● **PROBLEM REQUIREMENTS**
Line by line, repeat all the material exactly as it appears.

● **DATA PROVIDED**
- - - - -

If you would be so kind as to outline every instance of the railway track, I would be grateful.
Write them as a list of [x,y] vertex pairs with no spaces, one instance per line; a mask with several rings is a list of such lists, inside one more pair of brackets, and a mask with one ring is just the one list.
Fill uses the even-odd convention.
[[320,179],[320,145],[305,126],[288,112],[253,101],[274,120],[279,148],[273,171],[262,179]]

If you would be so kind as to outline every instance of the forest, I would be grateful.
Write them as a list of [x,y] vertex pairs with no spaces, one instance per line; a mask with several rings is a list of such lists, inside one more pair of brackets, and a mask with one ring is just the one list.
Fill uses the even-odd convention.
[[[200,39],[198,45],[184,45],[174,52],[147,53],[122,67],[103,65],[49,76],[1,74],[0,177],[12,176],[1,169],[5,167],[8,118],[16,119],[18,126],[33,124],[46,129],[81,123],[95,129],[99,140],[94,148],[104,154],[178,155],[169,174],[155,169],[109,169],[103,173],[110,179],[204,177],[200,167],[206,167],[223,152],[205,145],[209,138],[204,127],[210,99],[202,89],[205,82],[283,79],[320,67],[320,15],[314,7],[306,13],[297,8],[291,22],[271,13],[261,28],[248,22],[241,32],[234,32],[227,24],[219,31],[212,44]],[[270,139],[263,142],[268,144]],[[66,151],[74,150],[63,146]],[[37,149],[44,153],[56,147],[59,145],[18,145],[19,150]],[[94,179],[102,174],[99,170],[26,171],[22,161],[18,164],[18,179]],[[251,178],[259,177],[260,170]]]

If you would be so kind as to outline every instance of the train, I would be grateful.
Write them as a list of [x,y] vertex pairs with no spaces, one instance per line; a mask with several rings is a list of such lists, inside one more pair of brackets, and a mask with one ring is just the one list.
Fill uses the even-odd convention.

- - - - -

● **EXERCISE SOLUTION**
If you would be so kind as to outline every instance of the railway track, I would be grateful.
Write them as a list of [x,y] vertex pairs with no spaces, one instance per line; a mask with several rings is a list of such lists, inside one more pair of brackets, and a mask with one ring is just the one list.
Fill uses the even-odd convention.
[[320,179],[320,145],[305,126],[288,112],[253,101],[274,120],[279,148],[273,171],[262,179]]

If you would be so kind as to outline every instance of the forest, I would be grateful.
Write them as a list of [x,y] vertex pairs with no spaces, one instance per line; a mask with several rings is a list of such lists, inside one more pair of brackets, and a mask with one ring is just the one list.
Fill uses the even-odd convention.
[[[200,39],[198,45],[184,45],[174,52],[147,53],[122,67],[103,65],[49,76],[1,74],[0,177],[12,176],[1,169],[5,167],[8,118],[16,119],[18,126],[33,124],[46,129],[81,123],[95,129],[99,140],[94,148],[104,154],[178,155],[169,174],[155,169],[109,169],[103,173],[110,179],[204,177],[200,167],[206,167],[223,152],[205,145],[209,138],[204,127],[210,99],[202,89],[205,82],[283,79],[320,67],[320,15],[314,7],[306,13],[297,8],[291,22],[271,13],[261,28],[248,22],[241,32],[234,32],[227,24],[219,31],[212,44]],[[270,139],[263,142],[268,144]],[[66,151],[74,150],[63,146]],[[37,149],[44,153],[56,147],[59,145],[18,145],[19,150]],[[94,179],[102,174],[99,170],[26,171],[22,161],[18,164],[18,179]],[[251,178],[259,177],[260,170]]]

If you would be so kind as to outline every instance of the train, I would be grateful.
Write them as a list of [x,y] vertex pairs with no spaces, one instance per line; a mask with several rings is a list of such lists, inside one more pair of brackets, and a mask with one ring is just the one list.
Fill uses the even-odd convention.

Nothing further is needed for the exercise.